*** Opening of Records for the task ***
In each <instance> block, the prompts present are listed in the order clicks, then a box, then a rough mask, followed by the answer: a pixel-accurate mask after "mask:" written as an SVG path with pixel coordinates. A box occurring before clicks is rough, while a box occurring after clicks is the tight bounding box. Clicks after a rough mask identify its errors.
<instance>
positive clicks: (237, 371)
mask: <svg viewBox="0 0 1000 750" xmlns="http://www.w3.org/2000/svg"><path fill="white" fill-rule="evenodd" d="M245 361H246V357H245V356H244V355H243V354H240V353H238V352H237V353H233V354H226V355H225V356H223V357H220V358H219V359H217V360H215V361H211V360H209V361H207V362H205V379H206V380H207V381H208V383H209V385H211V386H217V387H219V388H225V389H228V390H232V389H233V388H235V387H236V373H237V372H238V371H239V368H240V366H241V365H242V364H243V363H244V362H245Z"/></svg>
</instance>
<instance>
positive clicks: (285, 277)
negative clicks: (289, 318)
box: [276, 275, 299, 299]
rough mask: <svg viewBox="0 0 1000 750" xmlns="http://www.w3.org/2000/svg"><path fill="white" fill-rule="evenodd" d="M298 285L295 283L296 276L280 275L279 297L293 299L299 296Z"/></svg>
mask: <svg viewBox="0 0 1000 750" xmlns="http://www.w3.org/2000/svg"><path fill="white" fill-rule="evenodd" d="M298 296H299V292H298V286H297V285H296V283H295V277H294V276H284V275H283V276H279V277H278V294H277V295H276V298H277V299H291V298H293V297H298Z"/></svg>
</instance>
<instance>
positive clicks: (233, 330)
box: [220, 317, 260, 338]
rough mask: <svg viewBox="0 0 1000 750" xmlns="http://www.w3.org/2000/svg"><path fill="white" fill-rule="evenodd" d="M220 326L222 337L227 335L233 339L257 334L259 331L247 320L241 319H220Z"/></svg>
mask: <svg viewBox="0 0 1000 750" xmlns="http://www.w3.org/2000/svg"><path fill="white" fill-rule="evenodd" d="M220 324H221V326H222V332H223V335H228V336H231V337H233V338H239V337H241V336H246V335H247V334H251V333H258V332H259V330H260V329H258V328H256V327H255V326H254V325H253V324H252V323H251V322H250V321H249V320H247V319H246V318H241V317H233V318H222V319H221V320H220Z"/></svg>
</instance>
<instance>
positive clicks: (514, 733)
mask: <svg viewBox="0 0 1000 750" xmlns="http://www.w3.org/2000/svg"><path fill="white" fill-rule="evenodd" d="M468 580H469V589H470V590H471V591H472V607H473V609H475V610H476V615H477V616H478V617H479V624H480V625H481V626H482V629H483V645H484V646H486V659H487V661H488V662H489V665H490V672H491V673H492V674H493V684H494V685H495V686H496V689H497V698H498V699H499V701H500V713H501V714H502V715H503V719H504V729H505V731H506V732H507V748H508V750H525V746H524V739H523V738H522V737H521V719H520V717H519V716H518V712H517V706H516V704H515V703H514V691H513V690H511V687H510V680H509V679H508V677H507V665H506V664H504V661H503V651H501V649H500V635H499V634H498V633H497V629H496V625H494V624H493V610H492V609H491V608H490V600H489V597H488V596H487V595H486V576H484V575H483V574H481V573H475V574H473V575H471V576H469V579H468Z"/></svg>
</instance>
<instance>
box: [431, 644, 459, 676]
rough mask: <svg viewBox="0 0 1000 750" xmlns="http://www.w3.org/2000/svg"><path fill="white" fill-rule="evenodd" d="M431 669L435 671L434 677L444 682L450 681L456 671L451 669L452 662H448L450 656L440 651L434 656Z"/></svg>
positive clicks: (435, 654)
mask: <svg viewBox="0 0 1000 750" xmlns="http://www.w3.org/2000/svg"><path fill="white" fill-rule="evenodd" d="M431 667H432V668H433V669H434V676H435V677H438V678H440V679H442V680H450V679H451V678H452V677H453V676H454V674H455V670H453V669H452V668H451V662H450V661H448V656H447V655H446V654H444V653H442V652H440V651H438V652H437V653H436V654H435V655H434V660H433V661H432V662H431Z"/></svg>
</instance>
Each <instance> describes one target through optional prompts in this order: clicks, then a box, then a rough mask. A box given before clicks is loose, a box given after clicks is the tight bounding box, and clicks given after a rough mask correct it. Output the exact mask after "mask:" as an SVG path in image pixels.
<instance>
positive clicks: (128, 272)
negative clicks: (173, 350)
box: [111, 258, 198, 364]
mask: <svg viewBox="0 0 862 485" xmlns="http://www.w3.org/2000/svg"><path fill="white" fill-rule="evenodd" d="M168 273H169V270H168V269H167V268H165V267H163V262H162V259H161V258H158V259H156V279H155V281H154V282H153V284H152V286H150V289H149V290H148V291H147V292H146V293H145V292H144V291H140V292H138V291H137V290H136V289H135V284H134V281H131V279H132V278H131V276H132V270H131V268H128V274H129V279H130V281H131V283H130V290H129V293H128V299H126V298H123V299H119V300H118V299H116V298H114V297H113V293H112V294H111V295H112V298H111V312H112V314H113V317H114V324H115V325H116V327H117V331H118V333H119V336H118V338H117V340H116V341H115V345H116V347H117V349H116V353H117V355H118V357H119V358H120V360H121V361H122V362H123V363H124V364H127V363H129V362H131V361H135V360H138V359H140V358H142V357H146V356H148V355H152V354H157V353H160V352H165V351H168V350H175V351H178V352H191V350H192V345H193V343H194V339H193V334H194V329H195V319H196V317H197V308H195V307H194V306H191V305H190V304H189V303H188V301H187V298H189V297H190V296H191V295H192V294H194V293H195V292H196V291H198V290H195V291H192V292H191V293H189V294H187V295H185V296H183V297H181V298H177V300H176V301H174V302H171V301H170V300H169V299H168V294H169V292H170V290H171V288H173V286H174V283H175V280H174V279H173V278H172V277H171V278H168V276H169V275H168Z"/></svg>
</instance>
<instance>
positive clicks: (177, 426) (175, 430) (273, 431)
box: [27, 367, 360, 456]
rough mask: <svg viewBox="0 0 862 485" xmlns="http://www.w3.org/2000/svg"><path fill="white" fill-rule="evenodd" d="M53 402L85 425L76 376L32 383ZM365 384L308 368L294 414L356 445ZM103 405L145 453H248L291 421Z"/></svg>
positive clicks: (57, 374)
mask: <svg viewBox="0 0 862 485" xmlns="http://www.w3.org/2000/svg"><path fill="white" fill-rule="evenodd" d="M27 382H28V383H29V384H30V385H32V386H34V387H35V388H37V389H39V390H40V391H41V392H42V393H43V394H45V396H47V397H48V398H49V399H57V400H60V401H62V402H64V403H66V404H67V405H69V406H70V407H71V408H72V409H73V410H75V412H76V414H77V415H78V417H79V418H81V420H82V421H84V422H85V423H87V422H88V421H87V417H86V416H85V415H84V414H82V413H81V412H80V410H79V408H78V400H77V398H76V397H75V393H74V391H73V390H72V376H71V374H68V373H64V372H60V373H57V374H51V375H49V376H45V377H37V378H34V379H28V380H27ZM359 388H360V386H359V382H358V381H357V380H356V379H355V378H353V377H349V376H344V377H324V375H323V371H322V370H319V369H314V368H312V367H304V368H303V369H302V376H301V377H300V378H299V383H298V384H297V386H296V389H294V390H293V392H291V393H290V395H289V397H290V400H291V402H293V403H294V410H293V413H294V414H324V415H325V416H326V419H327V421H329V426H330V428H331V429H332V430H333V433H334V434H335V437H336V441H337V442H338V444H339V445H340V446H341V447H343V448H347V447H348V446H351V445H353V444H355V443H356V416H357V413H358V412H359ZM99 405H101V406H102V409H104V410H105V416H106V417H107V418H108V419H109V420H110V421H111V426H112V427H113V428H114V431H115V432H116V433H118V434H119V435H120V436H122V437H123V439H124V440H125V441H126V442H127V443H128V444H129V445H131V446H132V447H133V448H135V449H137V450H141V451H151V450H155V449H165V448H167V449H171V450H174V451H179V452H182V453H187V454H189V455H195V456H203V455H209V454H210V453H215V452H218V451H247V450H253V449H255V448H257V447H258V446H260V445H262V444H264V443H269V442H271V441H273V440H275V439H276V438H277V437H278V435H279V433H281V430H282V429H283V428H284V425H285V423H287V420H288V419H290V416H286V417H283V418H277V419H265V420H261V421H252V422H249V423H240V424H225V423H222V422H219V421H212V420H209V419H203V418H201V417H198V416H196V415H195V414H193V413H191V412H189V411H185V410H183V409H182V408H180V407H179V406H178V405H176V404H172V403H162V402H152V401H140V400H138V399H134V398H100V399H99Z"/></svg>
*** Close of Records for the task ***
## Instruction
State how many lines of the listing above contain the string "before". Reply with the number alone.

## Answer for this exercise
2